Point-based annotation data
** BEGIN **

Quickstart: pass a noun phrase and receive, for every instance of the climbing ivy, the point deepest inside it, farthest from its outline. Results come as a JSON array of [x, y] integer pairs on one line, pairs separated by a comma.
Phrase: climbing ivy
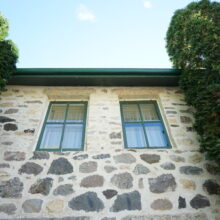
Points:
[[193, 44]]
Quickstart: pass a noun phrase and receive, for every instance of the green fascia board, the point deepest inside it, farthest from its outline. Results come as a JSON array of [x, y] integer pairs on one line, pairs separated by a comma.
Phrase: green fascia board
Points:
[[95, 77]]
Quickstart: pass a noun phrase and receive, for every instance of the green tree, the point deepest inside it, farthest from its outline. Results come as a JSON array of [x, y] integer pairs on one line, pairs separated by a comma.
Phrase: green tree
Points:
[[193, 44], [193, 37], [8, 54]]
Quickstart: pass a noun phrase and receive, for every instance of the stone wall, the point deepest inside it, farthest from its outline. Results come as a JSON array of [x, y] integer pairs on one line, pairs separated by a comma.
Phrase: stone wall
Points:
[[105, 181]]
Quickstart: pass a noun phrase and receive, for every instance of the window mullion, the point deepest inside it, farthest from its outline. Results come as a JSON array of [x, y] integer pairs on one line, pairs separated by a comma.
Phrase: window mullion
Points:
[[64, 125], [123, 125], [142, 123]]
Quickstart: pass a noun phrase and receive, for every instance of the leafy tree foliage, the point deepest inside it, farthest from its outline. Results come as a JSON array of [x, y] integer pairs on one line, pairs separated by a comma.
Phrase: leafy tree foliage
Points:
[[8, 54], [193, 44]]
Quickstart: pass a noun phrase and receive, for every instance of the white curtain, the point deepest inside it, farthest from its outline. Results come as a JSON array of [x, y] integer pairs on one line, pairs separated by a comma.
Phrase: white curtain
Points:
[[57, 113], [135, 136], [51, 137], [155, 135], [75, 113], [72, 136], [131, 112], [148, 112]]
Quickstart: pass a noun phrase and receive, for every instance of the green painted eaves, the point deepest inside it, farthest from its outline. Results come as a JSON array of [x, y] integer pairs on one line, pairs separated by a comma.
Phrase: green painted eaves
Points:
[[95, 77]]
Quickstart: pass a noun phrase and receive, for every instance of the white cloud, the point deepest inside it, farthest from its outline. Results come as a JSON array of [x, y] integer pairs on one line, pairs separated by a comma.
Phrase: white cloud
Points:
[[147, 4], [84, 14]]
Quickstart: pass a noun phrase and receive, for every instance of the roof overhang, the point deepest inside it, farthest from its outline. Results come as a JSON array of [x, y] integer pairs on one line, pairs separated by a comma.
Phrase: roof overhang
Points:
[[95, 77]]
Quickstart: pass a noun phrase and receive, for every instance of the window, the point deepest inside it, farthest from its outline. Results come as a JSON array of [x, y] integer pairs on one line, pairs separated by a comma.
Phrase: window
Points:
[[143, 126], [64, 127]]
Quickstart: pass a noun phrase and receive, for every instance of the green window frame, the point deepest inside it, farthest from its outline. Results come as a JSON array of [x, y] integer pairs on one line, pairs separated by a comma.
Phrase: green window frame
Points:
[[143, 125], [64, 127]]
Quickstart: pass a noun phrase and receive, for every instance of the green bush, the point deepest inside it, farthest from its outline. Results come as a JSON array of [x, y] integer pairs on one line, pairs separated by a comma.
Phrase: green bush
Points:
[[8, 54], [193, 44]]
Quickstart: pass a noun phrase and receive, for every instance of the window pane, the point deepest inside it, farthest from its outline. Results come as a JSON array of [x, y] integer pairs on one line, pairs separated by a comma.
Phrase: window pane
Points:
[[148, 112], [75, 113], [135, 135], [73, 136], [131, 112], [155, 135], [57, 113], [51, 137]]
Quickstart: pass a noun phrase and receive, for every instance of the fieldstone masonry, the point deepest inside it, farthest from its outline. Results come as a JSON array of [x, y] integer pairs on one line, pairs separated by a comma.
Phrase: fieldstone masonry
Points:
[[105, 181]]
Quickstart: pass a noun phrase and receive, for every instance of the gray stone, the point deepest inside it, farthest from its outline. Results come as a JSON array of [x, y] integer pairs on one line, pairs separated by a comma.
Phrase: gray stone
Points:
[[162, 204], [109, 193], [177, 158], [7, 143], [182, 202], [211, 168], [53, 218], [4, 165], [115, 135], [124, 158], [30, 168], [11, 111], [189, 110], [8, 208], [196, 216], [108, 218], [60, 166], [32, 205], [10, 127], [34, 102], [14, 155], [141, 183], [122, 180], [163, 183], [212, 187], [42, 186], [63, 190], [171, 112], [168, 166], [40, 155], [11, 188], [4, 119], [88, 167], [127, 201], [60, 179], [88, 202], [199, 201], [109, 169], [101, 156], [191, 170], [150, 158], [140, 169], [92, 181], [81, 157]]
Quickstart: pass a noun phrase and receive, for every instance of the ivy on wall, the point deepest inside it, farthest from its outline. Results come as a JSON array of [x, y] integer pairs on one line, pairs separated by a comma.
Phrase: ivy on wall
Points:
[[193, 44]]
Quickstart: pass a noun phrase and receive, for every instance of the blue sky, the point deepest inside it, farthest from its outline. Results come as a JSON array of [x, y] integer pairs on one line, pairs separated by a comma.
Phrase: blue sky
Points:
[[90, 33]]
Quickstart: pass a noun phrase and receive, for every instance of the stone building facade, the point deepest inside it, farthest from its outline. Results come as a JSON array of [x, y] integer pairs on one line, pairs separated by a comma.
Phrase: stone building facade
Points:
[[105, 180]]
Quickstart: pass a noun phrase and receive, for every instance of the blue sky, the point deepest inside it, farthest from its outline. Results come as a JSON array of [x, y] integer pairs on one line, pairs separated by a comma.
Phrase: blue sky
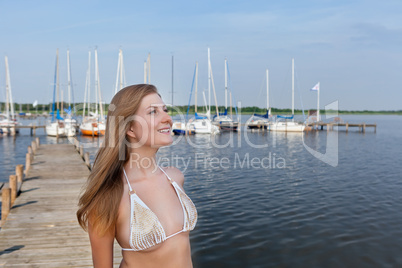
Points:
[[354, 48]]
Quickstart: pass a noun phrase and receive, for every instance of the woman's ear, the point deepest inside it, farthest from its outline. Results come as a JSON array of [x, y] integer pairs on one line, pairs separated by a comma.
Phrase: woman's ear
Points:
[[130, 132]]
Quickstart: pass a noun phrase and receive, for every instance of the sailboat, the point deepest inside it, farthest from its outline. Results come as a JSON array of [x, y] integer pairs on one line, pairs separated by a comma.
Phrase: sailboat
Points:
[[70, 122], [121, 75], [222, 120], [93, 124], [56, 127], [8, 121], [202, 123], [257, 121], [288, 126]]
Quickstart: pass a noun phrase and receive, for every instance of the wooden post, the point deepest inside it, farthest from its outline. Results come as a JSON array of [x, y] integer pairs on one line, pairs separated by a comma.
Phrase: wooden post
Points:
[[30, 152], [27, 163], [19, 171], [33, 145], [13, 187], [86, 158], [5, 203]]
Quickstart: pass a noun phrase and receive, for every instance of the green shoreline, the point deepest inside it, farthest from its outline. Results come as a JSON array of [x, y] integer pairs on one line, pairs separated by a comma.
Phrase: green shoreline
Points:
[[183, 109]]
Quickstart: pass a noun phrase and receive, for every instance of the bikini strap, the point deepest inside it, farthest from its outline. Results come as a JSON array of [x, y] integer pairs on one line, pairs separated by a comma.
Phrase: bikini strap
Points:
[[128, 182], [166, 174]]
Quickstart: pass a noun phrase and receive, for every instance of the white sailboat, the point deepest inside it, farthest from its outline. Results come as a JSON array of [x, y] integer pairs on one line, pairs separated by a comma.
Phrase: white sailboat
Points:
[[56, 127], [258, 121], [121, 75], [202, 123], [93, 124], [223, 120], [8, 121], [288, 126], [71, 123]]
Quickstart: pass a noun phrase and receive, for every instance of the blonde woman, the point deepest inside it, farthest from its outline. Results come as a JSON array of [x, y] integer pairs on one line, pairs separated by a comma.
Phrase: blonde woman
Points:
[[128, 197]]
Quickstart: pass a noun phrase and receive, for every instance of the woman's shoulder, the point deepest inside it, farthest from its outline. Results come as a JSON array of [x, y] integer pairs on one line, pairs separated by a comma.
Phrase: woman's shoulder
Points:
[[175, 174]]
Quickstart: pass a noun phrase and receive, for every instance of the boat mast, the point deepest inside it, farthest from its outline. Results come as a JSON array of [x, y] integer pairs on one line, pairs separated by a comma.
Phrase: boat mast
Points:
[[268, 109], [122, 72], [196, 84], [209, 81], [54, 85], [213, 89], [226, 85], [145, 71], [172, 78], [68, 80], [96, 82], [117, 74], [9, 102], [57, 81], [149, 68], [98, 90], [318, 103], [293, 88]]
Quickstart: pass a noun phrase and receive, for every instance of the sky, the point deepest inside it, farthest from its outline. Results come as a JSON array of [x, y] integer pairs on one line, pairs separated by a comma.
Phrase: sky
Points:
[[353, 48]]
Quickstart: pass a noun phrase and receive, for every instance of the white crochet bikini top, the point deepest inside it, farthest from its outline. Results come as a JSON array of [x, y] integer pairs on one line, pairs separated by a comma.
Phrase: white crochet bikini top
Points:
[[145, 228]]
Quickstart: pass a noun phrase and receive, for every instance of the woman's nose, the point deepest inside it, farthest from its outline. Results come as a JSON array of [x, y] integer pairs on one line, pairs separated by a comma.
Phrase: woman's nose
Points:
[[167, 119]]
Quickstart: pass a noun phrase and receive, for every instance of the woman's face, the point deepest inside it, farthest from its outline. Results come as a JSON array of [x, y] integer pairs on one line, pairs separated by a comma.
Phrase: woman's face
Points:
[[152, 124]]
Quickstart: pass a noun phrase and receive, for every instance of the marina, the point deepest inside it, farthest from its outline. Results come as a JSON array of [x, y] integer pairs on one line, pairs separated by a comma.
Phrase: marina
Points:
[[293, 202], [41, 228]]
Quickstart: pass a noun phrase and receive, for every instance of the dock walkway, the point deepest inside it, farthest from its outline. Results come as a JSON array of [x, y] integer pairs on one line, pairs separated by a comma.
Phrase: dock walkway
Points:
[[41, 229]]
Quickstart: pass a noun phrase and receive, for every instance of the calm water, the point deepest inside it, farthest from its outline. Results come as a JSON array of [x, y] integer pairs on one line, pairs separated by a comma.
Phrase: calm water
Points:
[[279, 206]]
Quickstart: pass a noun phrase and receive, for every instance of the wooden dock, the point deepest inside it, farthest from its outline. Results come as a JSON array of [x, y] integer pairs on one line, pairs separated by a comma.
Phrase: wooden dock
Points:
[[33, 128], [330, 126], [41, 229]]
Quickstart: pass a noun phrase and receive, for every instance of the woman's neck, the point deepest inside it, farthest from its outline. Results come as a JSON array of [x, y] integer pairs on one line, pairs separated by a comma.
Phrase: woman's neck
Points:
[[143, 162]]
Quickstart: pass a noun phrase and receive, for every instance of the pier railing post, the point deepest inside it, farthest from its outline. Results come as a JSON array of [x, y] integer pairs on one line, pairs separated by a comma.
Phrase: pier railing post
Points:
[[5, 203], [27, 163], [19, 171], [30, 151], [13, 187], [86, 158], [33, 145]]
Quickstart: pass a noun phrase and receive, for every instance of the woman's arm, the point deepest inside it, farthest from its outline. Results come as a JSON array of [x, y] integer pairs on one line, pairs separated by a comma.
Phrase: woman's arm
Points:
[[102, 247]]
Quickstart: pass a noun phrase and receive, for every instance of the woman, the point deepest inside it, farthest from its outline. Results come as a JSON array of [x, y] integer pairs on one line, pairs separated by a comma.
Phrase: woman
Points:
[[128, 197]]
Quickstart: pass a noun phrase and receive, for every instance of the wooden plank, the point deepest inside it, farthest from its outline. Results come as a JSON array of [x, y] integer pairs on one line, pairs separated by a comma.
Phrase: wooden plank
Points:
[[41, 229]]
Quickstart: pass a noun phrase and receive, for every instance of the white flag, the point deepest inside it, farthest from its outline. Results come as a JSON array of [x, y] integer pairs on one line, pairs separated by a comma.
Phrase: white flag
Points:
[[316, 87]]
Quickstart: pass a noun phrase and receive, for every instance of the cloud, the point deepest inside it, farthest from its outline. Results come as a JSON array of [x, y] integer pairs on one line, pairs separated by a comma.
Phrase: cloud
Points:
[[377, 36]]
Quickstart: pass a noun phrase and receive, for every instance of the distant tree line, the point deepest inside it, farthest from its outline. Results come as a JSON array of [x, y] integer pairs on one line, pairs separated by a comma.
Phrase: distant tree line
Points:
[[41, 108]]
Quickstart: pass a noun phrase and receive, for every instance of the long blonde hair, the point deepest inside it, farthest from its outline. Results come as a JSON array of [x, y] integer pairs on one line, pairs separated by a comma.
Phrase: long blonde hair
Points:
[[103, 191]]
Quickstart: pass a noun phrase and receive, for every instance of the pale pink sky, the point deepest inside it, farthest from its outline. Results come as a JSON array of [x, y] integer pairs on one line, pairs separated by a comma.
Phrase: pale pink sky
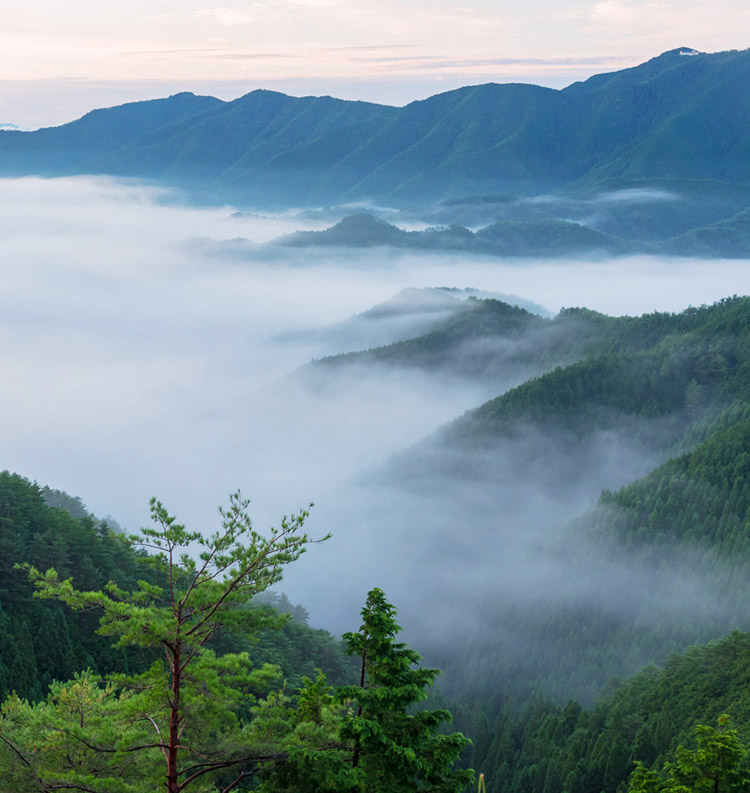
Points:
[[60, 59]]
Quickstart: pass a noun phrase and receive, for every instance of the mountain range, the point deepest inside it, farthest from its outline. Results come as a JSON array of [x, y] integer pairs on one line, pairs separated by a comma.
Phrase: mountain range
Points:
[[679, 119]]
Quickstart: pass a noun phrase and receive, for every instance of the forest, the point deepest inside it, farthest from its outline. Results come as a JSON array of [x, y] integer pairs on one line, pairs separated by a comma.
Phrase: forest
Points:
[[170, 660]]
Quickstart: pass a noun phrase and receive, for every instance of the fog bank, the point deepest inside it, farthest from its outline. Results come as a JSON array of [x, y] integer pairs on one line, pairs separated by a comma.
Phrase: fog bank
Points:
[[138, 363]]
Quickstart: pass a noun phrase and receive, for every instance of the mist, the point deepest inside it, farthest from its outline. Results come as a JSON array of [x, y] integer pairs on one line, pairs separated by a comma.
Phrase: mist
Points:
[[138, 362]]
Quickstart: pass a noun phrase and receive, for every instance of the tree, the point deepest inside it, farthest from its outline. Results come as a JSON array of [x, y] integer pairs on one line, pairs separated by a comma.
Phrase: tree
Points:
[[395, 749], [368, 738], [718, 764], [185, 709]]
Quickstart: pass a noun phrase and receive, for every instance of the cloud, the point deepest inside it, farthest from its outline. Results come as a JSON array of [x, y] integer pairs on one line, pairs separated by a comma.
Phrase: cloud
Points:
[[140, 361]]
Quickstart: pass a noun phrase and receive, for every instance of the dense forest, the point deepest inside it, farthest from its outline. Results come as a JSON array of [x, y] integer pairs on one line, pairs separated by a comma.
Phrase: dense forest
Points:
[[653, 574]]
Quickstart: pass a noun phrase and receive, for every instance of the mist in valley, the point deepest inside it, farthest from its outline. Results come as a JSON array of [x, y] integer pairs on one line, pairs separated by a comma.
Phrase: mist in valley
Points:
[[139, 360]]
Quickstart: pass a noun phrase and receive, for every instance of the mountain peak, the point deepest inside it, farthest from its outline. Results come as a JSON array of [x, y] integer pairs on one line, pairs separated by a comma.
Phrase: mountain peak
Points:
[[680, 51]]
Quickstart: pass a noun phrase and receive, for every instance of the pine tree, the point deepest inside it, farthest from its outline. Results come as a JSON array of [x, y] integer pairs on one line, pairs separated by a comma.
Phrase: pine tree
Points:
[[396, 748]]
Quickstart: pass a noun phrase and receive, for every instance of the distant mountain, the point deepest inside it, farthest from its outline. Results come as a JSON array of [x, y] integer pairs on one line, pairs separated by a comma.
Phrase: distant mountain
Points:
[[680, 118], [548, 237]]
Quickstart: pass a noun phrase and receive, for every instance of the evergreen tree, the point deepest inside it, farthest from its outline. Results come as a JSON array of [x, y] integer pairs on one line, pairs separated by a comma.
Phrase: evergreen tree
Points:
[[189, 703], [396, 749]]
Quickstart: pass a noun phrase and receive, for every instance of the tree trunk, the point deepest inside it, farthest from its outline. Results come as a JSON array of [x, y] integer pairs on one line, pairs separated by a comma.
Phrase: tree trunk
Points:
[[174, 724]]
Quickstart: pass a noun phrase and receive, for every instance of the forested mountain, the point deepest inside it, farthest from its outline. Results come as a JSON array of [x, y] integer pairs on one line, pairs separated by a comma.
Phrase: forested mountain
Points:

** END **

Written exercise
Replace "climbing ivy" with "trailing ivy" in the lines starting at the beginning of the rows and ending at the line that contains "[[193, 44], [193, 37], [8, 54]]", keeping everything else unchanged. Leave the pictures out of your answer.

Completed exercise
Quickstart: pass a noun phrase and receive, for every instance of the trailing ivy, the point deepest inside it, farthest from its outline. Results come as a JSON array of [x, y] integer pairs on one line, pairs separated by a comma.
Phrase: trailing ivy
Points:
[[193, 44]]
Quickstart: pass a noun phrase and receive, for every instance of the green fascia board, the point deepest inside it, farthest from its outline. Results come as a JSON array of [x, y] integer pairs on one line, pairs separated by a comma.
Phrase: green fascia board
Points:
[[95, 77]]
Quickstart: pass a noun phrase and receive, for every instance of the green tree, the point deepest inside it, farthest from its outline. Results come as a JSON array of [x, y] integer pairs on one line, pairs separated by a comma.
Phrase: green tree
Points:
[[193, 44], [193, 37], [8, 54]]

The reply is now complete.